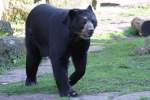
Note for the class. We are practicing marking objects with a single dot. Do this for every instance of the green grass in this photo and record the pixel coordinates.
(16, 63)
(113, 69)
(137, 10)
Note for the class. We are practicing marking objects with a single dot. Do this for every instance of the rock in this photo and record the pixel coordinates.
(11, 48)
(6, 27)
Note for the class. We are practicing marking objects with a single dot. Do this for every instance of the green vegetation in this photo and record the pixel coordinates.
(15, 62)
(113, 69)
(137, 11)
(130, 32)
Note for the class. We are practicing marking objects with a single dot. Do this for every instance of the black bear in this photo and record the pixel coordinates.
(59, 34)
☆ ☆ ☆ ☆ ☆
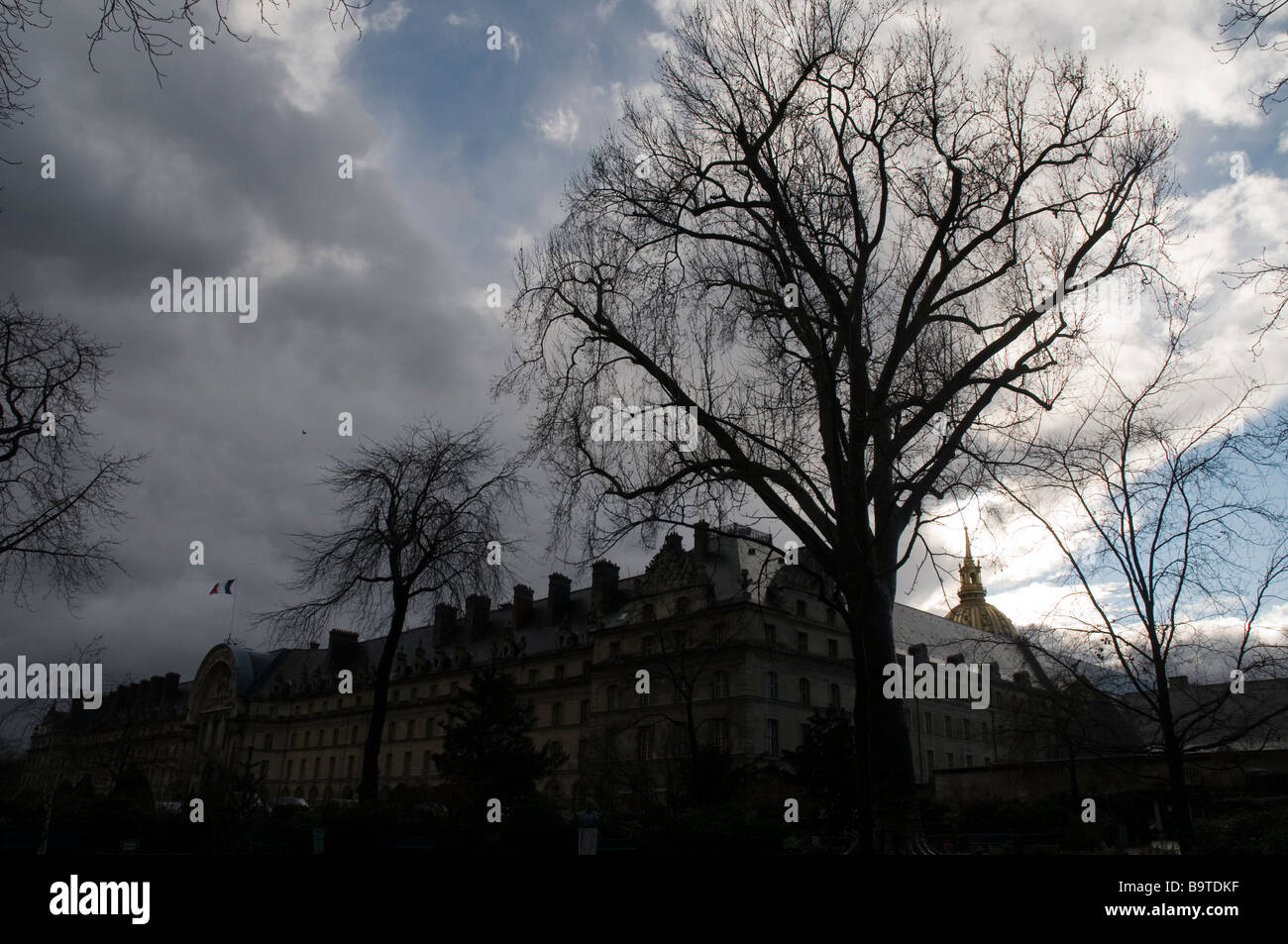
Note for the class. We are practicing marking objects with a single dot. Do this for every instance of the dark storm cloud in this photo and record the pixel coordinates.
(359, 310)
☆ ☆ ☆ ☆ ☆
• Given task:
Gather every line in the items above that contains the string "green", and copy each one. Case counts.

• Solution to this task:
Note for the class. We are practicing marking objects with a single dot. Do this for every instance of the green grass in this photo and record the pixel coordinates.
Note for the class. We are practicing marking objects with a single dot. Do this for every instance of the green vegetation in this photo and record the pixel coordinates.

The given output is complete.